● **ABOUT THIS EXERCISE**
Can you extend the piece below about the common cold and antibiotics, picking up after its last sentence?

● **TEXT UNDER STUDY**
*** Block opens ***

One of the most common acute illnesses in the industrialized world is also one of the most mistreated, the "common cold". More times than not, Moms will run the kids to the doctor, determined to head a cold off at the pass at the first sign of sneezing and sniffling, with antibiotics. "I know it's just a cold but I don't want it to get worse" . The idea that antibiotics help prevent or treat a common cold or in medical terms an Upper Respiratory Infection (URI), a viral infection, is a very common misconception. Antibiotics actually could cause more harm than good because of their side effects.
The "common cold" is actually a group of viruses, the most common being the rhinovirus. Antibiotics work on bacteria, not viruses. Your immune system can usually subdue a cold in 7-10 days. When symptoms last longer than 10 days, we become more concerned that a bacterial infection is setting in. This is when your doctor will entertain the need for antibiotics.

*** Block closes ***

● **EXCERPTED RECORDS**
*** Block opens ***

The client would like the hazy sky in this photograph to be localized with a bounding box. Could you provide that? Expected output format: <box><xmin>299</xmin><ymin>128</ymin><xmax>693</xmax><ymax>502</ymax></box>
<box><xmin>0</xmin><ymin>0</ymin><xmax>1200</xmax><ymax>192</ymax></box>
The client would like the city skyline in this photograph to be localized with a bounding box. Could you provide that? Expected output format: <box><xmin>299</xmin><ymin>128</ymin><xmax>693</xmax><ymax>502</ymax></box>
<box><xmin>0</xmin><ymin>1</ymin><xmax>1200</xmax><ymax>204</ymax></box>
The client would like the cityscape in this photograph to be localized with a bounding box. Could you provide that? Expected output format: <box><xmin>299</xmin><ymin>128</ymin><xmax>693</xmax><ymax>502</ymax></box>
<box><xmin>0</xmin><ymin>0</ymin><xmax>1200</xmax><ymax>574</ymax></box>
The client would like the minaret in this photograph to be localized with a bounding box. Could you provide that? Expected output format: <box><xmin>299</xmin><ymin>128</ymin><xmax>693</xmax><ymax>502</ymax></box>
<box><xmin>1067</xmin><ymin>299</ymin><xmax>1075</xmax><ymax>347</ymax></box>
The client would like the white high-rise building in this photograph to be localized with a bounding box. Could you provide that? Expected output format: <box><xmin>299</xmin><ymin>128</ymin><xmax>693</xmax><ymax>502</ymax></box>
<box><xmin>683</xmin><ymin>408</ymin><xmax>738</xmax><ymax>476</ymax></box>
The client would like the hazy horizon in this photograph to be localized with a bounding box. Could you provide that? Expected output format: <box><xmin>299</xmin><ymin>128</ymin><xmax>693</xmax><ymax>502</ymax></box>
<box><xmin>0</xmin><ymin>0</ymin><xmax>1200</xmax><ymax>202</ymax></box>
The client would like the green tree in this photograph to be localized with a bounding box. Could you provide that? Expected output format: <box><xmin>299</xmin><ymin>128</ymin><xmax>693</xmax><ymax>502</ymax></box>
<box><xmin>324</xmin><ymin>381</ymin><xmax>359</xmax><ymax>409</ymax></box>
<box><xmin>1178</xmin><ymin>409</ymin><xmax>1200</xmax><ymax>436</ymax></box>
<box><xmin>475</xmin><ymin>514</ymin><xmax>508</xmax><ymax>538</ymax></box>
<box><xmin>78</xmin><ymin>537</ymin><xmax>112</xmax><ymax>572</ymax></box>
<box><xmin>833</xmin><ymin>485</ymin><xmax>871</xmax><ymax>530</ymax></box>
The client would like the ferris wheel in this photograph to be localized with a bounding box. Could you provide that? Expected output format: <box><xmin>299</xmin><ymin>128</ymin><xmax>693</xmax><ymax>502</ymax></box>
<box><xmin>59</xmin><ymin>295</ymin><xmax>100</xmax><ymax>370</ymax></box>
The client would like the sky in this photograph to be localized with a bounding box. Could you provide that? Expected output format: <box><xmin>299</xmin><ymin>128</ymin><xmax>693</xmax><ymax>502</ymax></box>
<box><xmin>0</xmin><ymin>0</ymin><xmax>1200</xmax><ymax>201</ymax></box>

*** Block closes ***

● **RESULT FOR THIS TASK**
Just because your doctor doesn't give you an antibiotic right away doesn't mean that he isn't treating you. There are several "over the counter" (OTC) medications they may recommend and a number of things you can do at home to combat the symptoms. Some of the more effective OTC medications are Cromolyn sodium, antihistamines, decongestants, and pain and fever meds like ibruprofen or naproxen . The cough in a cold is usually from post nasal drip so a decongestant or expectorant is usually more effective than a cough suppressant. Lorantine-D is a good example. Zinc preparations are not recommended as much anymore because they may cause permanent change in ability to smell.
The mainstays for prevention of spread to others are regular hand washing and mouth covering into your arm when you sneeze or cough. You may also want to add regular exercise, taking vitamin C 200mg/day and gargling with salt water . Getting a flu shot during cold and flu season will not prevent colds but will help prevent a more severe illness, the flu, which is a good topic for another day.